Assigned task:
Within the entries below, find every line that has the string "each", then copy it.

Data records:
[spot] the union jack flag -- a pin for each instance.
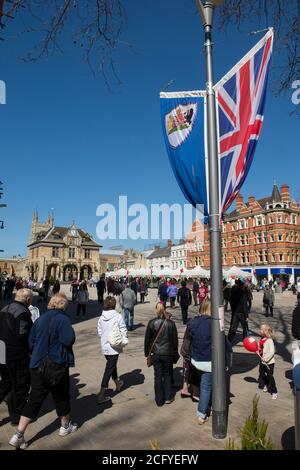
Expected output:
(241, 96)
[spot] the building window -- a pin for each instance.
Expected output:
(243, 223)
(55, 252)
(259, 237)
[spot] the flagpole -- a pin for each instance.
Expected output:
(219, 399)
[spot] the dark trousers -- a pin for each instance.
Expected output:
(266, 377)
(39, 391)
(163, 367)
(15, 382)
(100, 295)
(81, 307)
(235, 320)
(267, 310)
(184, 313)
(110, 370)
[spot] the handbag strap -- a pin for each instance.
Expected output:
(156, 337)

---

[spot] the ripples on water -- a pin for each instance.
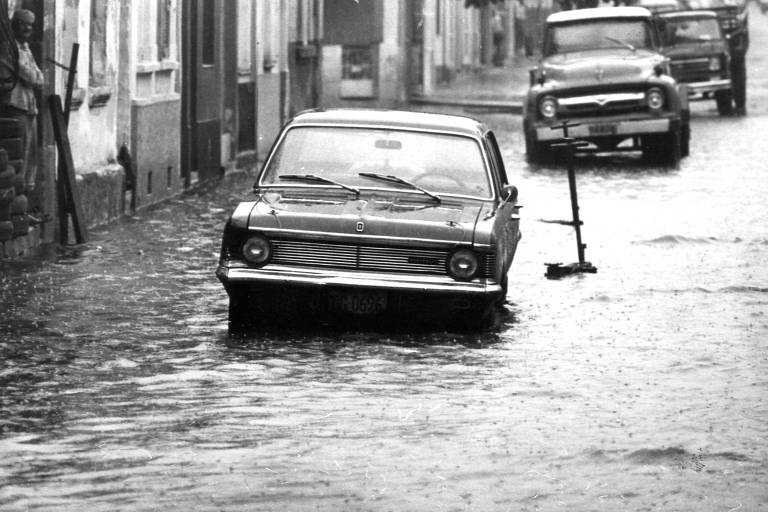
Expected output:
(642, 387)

...

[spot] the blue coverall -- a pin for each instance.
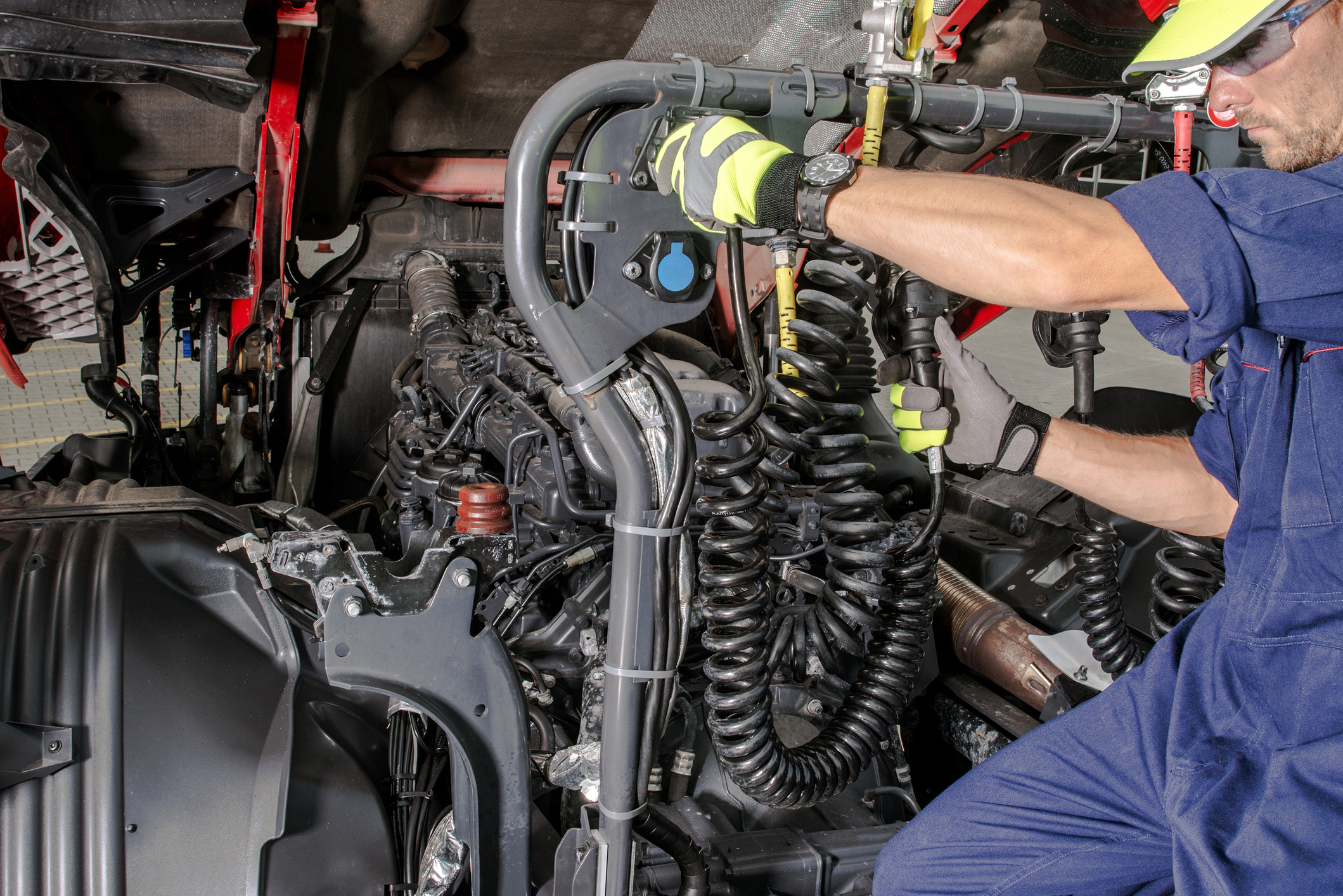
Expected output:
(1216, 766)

Exercise result:
[spot] the union jack flag -- a pin for each instance.
[spot] the building window -- a pin for each instance.
[spot] the flagpole -- a pin for each instance.
[spot] the dark trousers -- a pin for each instance.
[spot] the handbag strap -- a pin for each instance.
[spot] the ripples on water -- a pin for each instance.
[spot] the blue coverall -- a pin for each instance.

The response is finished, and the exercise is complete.